Comment espérer vraiment sortir de la spirale du chômage ? 
En réindustrialisant le pays à partir de technologies d'avenir et en favorisant réellement les PMI. Ma conviction est qu'on devra procéder à un réaménagement d'ensemble du système monétaire européen. L'hétérogénéité de la zone euro condamne à terme la monnaie unique. Il faut lui substituer une monnaie commune et redonner de la flexibilité à ce système si on ne veut pas enfermer l'Europe dans une stagnation de longue durée. 
Encore faudrait-il qu'il en ait la volonté. 

Il faut, avez-vous écrit, repenser l’Europe vers plus de démocratie. De quelle manière ? 
Oui, il est temps de redresser l'Europe en s’appuyant sur la démocratie. Celle-ci vit dans les nations, là où on s'entend ! Il faut donc trouver un compromis entre le legs communautaire (le marché unique) et la méthode confédérale chère au général de Gaulle. Il faut construire une « Europe européenne » qui puisse se faire entendre entre les USA et la Chine. Une Europe centrée sur l’essentiel (l'économie, l'emploi, la politique extérieure) et bien sûr à géométrie variable, avec les nations volontaires. 

Face à la menace terroriste, quelles sont les mesures que le ministre de l’Intérieur que vous avez été aurait prises ?

[Éléments de données]
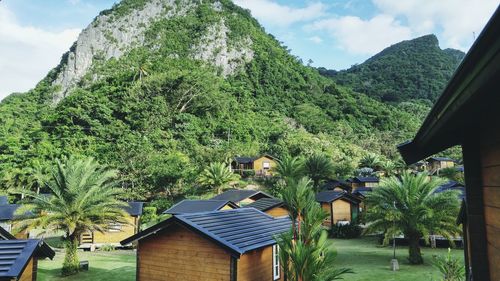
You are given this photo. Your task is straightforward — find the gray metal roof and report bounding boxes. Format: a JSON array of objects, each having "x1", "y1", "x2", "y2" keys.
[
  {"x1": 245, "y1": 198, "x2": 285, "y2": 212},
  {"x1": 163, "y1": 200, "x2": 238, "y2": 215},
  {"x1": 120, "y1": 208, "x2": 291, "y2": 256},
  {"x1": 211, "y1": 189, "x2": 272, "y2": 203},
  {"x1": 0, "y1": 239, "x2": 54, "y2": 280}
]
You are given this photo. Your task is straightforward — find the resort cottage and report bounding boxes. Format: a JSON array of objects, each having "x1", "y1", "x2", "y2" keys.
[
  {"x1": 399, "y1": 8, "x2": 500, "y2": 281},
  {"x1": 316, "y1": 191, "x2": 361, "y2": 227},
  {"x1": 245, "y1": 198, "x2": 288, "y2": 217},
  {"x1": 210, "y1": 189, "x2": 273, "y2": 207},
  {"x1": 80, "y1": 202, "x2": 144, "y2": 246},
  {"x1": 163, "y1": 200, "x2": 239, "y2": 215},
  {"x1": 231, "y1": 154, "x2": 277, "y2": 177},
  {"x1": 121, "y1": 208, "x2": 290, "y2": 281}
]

---

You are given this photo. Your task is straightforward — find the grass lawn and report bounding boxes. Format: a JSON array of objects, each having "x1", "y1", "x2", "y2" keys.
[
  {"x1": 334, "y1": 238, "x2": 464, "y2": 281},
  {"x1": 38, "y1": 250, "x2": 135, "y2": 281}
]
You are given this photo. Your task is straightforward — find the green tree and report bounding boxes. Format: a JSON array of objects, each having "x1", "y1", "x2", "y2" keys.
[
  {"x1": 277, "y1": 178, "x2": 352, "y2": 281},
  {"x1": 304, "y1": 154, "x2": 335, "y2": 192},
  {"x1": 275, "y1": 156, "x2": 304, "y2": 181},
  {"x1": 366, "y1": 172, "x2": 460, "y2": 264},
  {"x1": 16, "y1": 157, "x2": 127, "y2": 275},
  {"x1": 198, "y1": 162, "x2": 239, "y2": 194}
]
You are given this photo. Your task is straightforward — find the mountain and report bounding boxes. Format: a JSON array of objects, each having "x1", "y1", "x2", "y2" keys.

- **À faire**
D'après le texte extrait, pourquoi faudrait-il remplacer la monnaie unique par une monnaie commune ? Répondez en une à trois phrases.

- **Corrigé**
L'hétérogénéité de la zone euro condamne à terme la monnaie unique. Lui substituer une monnaie commune redonnerait de la flexibilité au système monétaire européen. Cela éviterait d'enfermer l'Europe dans une stagnation de longue durée.